Answer these questions from the court opinion excerpt below:
(a) On what date was the case decided?
(b) Who delivered the opinion of the court?
(c) In which city's Police Department did the plaintiff hold the status of chanceman?

# [Excerpt provided]
## Begin
New Jersey Superior Court, Appellate Division

Decided: February 3, 1950.


McGeehan, Colie and Eastwood. The opinion of the court was delivered by Eastwood, J.A.D.


[6 NJSuper Page 277] The Civil Service Commission of New Jersey determined that the status of plaintiff, James Caronia, as a chanceman in the Police Department of the City of Orange, did not entitle him to preferential assignment to the duty performed by special officers in directing traffic at school intersections. Plaintiff appeals from that determination.
## End
# [Stored records]
## Begin
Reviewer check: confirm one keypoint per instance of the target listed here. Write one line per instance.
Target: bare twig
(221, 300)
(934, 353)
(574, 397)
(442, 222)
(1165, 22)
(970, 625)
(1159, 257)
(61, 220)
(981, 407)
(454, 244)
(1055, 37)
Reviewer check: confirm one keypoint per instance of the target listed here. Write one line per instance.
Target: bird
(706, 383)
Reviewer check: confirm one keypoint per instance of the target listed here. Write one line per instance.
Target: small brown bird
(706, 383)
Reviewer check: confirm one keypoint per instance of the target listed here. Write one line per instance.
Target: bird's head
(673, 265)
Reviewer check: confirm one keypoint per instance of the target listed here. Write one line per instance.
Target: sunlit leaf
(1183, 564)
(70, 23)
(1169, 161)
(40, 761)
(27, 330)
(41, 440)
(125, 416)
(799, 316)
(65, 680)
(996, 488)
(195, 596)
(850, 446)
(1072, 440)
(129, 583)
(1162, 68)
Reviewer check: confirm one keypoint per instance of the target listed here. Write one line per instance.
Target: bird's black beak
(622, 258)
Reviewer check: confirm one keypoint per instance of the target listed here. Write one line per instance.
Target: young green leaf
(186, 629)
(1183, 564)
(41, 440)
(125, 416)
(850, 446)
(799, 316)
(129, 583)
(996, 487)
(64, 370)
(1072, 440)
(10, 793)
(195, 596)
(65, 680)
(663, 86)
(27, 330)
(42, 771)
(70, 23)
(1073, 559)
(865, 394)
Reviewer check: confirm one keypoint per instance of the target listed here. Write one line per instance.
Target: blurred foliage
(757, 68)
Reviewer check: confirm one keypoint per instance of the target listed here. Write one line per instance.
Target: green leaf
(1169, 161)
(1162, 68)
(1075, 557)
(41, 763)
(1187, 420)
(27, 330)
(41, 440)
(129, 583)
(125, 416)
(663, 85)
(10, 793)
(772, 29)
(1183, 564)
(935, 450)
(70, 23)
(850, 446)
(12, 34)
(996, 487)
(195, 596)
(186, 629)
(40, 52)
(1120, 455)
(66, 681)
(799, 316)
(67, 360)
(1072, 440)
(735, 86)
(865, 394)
## End
# [Answer in full]
(a) February 3, 1950.
(b) Eastwood, J.A.D.
(c) The City of Orange.